[Data records]
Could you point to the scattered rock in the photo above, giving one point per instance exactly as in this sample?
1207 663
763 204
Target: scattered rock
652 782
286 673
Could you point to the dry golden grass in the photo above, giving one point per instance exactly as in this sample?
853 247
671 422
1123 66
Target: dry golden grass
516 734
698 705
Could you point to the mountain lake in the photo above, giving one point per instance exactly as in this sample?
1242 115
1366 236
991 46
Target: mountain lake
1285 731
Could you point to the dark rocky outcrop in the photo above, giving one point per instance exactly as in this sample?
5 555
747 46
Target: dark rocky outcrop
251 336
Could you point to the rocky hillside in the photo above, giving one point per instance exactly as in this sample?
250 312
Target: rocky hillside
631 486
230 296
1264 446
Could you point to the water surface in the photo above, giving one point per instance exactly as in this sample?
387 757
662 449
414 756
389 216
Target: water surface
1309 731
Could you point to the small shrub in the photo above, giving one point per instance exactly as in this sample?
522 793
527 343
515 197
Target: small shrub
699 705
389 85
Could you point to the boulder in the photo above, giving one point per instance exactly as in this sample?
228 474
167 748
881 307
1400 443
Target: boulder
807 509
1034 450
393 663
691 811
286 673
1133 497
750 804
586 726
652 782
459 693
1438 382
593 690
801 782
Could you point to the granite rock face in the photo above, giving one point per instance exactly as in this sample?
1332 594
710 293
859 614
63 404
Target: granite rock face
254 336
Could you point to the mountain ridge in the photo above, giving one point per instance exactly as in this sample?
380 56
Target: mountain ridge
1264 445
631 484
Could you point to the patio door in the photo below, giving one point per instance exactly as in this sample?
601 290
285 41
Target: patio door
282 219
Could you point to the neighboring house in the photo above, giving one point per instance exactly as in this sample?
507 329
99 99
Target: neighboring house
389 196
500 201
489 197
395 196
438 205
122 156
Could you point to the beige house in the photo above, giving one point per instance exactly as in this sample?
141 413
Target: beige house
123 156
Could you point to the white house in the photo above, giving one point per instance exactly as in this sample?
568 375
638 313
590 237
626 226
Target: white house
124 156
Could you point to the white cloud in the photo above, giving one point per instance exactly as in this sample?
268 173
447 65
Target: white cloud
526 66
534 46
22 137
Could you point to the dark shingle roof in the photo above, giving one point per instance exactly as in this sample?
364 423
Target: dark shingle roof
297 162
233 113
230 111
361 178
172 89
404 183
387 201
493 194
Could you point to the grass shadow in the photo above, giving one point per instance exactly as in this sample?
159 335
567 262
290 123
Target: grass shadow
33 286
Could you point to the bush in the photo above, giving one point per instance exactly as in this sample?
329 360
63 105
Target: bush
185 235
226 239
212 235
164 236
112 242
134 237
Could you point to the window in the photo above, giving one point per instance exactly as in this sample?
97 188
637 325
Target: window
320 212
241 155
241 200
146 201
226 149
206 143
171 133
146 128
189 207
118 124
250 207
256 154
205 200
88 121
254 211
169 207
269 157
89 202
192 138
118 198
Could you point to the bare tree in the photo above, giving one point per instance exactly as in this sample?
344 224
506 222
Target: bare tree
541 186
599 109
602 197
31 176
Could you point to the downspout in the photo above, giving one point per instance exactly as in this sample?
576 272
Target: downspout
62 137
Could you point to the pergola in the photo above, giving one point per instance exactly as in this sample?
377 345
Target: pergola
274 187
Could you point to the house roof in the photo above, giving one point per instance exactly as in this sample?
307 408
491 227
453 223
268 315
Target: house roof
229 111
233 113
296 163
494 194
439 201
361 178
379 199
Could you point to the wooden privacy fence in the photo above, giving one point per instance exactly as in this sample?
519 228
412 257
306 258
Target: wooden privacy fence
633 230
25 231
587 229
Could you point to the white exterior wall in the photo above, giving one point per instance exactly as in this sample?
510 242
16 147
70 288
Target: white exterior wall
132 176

● WHAT TO WORK ON:
Would you please reproduce all of the lines above exactly?

● ANSWER TO THIS PROBLEM:
Could you point to the scattered rock in the photo above, giving one point per instance exactly as in this sample?
1207 663
763 204
Target: scattered rock
652 782
286 673
Could you point to the dry golden grass in the photo above, giving one point per instance exactly as in this sample?
853 247
671 422
1123 66
Target: dry golden grass
516 734
698 705
Could you point to the mountain lake in the photo above, giving one point per instance exactly as in this sample?
1242 115
1366 236
991 46
Target: mountain lake
1285 731
Could you point to the dark rocky outcrop in the photo above, giving one point per instance exactly as in this sample?
5 555
747 46
Target: dark rocky outcrop
251 336
Could you point to the rocky hillside in the photo above, giving one point per instance exactly as in this sample?
250 312
Target: rocky hillside
631 486
230 296
1264 446
Could you point to the water surface in the photo above, giving one point per instance exactly as in this sample?
387 757
662 449
414 756
389 216
Target: water surface
1309 731
Could you point to the small shrub in the photo above, giving one point per instance exactly as in this sample?
522 793
527 343
515 197
Target: small shrub
699 705
389 85
Could you point to the boulder in the photo above, giving one point per instance exactly as in this sample?
228 474
167 748
881 307
1400 443
Target: boulder
807 509
1034 450
393 663
691 811
286 673
1133 497
750 804
586 726
652 782
459 693
1438 382
593 690
801 782
Could you point to the granite rock face in the photo above, giving one point per instance exactly as in this sample?
1332 594
710 293
859 614
63 404
Target: granite rock face
254 336
Could you point to the mountain ridge in the photo above, giving one point per instance exactly as in this sample?
380 56
Target: mountain ridge
1264 445
631 484
Could you point to the patio door in the photo below, giving one point per instance exactly as in this sample?
601 290
285 41
Target: patio door
282 219
Could you point to the neighboring house in the photo above, giving one point per instance exactly as in this sample?
507 329
99 99
Target: neighboring house
389 196
500 201
489 197
395 196
438 205
122 156
Could you point to the beige house in the photo above, giving one point per instance exactly as in this sample?
141 413
Target: beige house
123 156
Could you point to the white house in the photo above, giving one point per instance exactly as in this sample?
568 375
638 313
590 237
626 226
Target: white house
124 156
Could you point to the white cloud in the photo above, giving one point per instance exactly as in this sample?
268 173
447 65
Target: white cloud
526 66
534 46
22 137
Could you point to the dark shingle roof in the photo above, giving one point per instance exactly as in this sample?
364 423
Target: dark shingle roof
297 162
233 113
230 111
361 178
172 89
404 183
387 201
493 194
Could you point to the grass shadow in the photo above, giving one point per instance exactly as in this sample?
159 335
567 262
290 123
Target: grass shadow
33 286
Could you point to the bush in the photo above, giving one point per instance exactly as in this sample?
329 360
63 105
Target: bush
185 235
226 239
212 235
164 236
112 242
134 237
Could you point to the window in the photo above, giving one point per instance exactly as in this sample?
97 188
637 325
Target: window
320 212
241 155
241 200
146 201
226 149
206 143
171 133
146 128
189 207
118 124
250 207
256 154
205 200
88 121
254 211
169 207
269 157
89 202
192 138
118 198
Could you point to the bare tree in the photo above, giving one point per instance exactly as in this sample?
344 224
506 222
Target: bare tree
541 186
599 109
602 197
31 176
Could you point to the downspout in the photo above, giving one point per instance exactly as in this sample?
576 272
Target: downspout
62 137
Could you point to the pergola in the photo above, giving one point per instance exactly as in this sample?
377 345
Target: pergola
274 187
Could you point to the house roof in the photo above, giving one point per instance exactly as in this sample?
307 408
491 227
453 223
268 315
Target: house roof
229 111
233 113
296 163
494 194
439 201
361 178
379 199
Could you point to the wooden privacy fence in the photo above, giving one point per instance exactly as in this sample?
519 228
412 257
306 258
Target: wooden privacy fence
633 230
25 231
587 229
Could you point to the white exterior wall in the photo above, giving one point per instance exactly as in this sample?
510 242
16 147
70 288
Target: white exterior wall
132 176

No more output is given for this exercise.